**The task:** Which lines in the data below contain the string "grass"? Show each one.

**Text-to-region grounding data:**
* * * * * * * * *

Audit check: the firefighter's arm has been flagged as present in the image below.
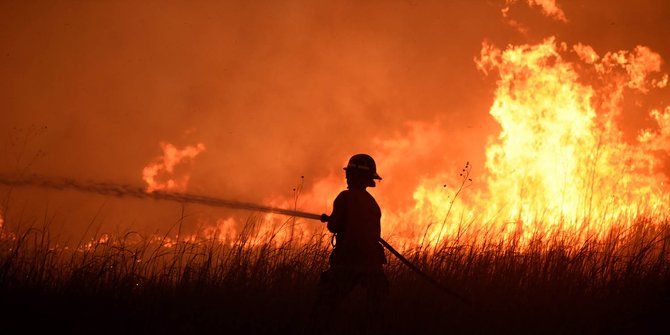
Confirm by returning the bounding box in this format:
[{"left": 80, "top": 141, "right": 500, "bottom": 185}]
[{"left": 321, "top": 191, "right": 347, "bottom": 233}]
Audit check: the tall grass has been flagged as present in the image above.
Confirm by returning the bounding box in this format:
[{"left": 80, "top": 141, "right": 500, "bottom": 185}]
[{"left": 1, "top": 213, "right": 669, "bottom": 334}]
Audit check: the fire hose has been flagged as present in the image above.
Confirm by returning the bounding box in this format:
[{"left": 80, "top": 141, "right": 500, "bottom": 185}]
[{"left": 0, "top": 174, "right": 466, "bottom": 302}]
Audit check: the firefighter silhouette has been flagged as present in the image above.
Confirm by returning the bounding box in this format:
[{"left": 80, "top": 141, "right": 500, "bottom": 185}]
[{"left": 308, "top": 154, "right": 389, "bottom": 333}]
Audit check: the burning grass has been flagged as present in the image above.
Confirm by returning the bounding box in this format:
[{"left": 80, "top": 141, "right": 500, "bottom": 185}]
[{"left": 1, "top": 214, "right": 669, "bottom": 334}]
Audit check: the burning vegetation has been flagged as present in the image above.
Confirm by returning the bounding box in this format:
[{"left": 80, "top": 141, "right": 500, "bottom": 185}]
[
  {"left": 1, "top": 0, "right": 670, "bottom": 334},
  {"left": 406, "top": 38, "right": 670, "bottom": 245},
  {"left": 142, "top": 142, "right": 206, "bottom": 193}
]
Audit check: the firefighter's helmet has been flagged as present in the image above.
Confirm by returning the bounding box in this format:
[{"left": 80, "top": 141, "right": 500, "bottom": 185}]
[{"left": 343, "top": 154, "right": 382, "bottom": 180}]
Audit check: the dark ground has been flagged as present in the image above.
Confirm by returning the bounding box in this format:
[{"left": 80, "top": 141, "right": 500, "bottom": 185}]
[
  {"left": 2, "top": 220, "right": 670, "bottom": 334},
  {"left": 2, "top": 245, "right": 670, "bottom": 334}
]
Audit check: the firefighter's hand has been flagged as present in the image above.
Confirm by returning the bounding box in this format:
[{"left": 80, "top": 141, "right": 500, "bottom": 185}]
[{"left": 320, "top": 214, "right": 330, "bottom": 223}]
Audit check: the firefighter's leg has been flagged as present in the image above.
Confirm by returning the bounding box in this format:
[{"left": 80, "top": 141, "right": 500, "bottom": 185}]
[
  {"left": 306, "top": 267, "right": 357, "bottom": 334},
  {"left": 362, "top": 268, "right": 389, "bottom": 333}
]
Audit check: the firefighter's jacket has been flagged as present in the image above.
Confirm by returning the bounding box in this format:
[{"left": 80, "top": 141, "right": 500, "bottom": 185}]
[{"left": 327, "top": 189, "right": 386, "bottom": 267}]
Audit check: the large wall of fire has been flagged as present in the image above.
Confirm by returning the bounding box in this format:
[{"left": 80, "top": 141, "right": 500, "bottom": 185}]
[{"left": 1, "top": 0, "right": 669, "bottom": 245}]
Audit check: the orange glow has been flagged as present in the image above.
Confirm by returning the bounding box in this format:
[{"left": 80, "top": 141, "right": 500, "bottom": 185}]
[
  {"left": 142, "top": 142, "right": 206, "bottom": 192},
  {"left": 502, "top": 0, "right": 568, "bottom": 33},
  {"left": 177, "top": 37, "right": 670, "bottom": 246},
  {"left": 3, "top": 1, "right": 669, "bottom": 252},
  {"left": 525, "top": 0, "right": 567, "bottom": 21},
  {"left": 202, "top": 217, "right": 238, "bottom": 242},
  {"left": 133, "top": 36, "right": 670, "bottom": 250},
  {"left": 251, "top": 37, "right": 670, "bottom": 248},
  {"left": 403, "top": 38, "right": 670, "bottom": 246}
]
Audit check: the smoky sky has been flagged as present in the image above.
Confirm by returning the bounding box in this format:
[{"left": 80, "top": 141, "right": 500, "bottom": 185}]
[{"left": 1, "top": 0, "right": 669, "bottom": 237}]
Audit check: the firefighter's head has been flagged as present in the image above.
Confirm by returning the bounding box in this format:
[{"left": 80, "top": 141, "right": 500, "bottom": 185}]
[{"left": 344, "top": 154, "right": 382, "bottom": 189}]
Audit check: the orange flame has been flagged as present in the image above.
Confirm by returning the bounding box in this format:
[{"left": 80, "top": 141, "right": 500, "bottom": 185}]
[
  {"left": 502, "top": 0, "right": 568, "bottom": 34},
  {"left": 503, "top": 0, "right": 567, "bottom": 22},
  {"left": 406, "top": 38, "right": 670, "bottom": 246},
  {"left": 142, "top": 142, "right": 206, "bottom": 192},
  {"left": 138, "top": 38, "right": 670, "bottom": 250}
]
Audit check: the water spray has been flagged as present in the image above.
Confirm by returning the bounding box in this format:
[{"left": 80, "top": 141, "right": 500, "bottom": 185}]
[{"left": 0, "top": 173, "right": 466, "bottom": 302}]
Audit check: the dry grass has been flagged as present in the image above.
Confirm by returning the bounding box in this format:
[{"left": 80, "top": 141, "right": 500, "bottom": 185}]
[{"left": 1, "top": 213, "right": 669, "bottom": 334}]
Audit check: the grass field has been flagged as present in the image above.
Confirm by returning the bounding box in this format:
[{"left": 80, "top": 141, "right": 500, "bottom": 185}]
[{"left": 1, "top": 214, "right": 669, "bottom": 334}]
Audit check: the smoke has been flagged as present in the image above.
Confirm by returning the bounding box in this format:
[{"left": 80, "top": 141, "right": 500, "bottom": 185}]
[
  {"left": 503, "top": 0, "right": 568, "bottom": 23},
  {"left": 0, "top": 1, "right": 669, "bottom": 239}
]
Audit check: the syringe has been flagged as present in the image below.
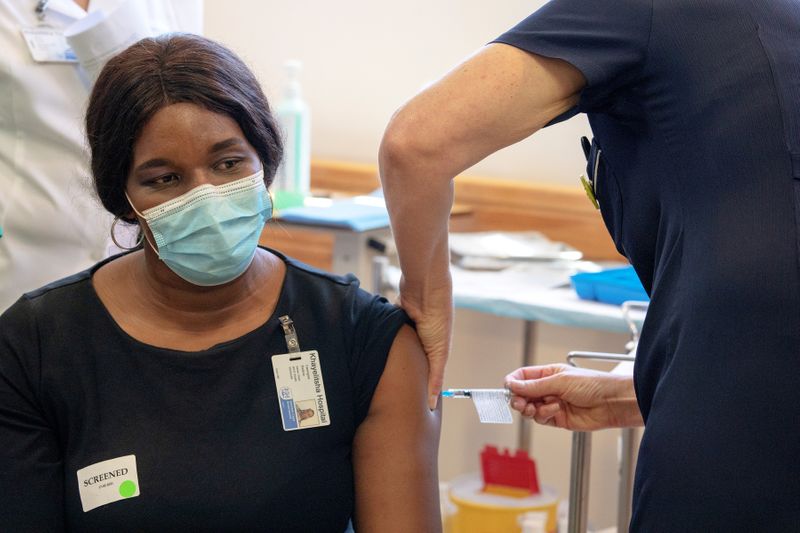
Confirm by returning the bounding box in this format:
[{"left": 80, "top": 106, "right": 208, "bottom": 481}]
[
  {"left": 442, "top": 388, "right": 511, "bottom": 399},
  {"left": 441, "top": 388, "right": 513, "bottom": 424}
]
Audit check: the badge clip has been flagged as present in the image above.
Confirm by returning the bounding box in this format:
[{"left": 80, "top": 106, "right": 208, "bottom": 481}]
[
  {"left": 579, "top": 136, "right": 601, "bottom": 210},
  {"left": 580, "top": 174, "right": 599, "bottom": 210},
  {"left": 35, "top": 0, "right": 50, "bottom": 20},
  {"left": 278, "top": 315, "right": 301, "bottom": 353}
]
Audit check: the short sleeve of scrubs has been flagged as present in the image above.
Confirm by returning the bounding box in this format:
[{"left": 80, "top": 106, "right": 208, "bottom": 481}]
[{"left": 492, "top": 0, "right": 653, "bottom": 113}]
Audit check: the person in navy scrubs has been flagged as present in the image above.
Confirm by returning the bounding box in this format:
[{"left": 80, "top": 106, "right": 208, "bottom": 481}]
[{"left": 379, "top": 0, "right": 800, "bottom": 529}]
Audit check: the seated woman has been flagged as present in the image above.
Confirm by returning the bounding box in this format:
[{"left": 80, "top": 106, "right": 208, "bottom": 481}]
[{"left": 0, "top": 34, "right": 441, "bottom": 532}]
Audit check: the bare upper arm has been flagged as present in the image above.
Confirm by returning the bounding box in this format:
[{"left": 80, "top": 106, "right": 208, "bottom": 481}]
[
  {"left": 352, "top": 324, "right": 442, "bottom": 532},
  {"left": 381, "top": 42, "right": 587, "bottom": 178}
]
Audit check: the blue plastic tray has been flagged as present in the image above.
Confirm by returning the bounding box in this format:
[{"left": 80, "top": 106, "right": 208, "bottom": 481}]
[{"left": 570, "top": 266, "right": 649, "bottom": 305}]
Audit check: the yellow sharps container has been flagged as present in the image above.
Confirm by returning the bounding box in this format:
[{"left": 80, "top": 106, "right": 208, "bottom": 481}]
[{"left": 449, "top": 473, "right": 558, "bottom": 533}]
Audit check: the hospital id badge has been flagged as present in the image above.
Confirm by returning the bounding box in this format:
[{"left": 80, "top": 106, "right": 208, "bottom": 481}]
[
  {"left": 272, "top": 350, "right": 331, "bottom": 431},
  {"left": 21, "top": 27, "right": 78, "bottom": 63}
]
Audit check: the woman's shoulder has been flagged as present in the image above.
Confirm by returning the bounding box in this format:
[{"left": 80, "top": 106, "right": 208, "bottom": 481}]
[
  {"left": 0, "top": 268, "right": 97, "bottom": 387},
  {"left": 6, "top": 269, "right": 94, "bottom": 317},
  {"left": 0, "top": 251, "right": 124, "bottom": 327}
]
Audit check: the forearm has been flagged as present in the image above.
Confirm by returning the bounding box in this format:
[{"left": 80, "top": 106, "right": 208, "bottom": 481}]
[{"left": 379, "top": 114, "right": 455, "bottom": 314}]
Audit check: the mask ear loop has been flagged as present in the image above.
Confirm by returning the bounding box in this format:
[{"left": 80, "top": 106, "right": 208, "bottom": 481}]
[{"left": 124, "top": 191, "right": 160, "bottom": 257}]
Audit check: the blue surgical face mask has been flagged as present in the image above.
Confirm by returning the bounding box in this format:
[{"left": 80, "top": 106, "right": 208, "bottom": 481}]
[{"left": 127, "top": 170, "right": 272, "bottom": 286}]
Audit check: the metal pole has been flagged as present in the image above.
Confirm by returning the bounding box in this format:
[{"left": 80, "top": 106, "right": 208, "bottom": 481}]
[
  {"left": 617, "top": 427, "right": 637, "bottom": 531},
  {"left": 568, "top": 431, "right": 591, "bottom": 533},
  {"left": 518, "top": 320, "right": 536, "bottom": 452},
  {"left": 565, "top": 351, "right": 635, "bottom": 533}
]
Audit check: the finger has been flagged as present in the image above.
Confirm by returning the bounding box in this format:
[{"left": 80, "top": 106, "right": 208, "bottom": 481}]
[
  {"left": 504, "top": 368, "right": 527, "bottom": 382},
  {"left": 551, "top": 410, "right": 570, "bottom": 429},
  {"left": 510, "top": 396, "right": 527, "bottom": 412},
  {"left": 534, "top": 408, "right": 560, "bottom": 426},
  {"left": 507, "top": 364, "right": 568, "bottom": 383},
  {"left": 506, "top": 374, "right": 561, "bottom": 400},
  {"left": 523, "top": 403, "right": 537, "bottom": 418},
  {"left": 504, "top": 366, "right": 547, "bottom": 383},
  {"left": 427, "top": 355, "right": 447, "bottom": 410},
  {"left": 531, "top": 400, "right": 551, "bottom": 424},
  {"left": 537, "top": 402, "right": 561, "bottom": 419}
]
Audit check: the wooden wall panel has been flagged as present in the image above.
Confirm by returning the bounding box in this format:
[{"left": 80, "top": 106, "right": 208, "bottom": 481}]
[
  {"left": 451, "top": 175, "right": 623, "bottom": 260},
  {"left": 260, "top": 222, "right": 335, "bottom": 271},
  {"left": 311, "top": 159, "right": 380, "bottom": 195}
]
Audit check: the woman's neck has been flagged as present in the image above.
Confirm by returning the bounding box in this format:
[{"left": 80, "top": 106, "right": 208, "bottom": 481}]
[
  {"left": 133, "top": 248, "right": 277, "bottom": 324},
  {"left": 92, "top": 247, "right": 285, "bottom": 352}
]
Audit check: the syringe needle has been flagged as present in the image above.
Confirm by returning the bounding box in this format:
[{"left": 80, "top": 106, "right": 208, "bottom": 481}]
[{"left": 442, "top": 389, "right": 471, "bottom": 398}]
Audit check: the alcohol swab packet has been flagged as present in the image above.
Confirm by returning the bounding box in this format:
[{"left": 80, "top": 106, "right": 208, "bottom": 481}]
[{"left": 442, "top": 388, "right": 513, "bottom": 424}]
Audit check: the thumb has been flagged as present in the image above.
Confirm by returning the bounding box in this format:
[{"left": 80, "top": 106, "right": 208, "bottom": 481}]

* * * * * * * * *

**Result:**
Audit check: the tall grass has been flagged as present in the image above.
Audit check: the burning grass has been flagged as present in the image above.
Audit check: the dry grass has been flagged as present in the image above.
Audit check: the grass field has been flagged as present in the image above.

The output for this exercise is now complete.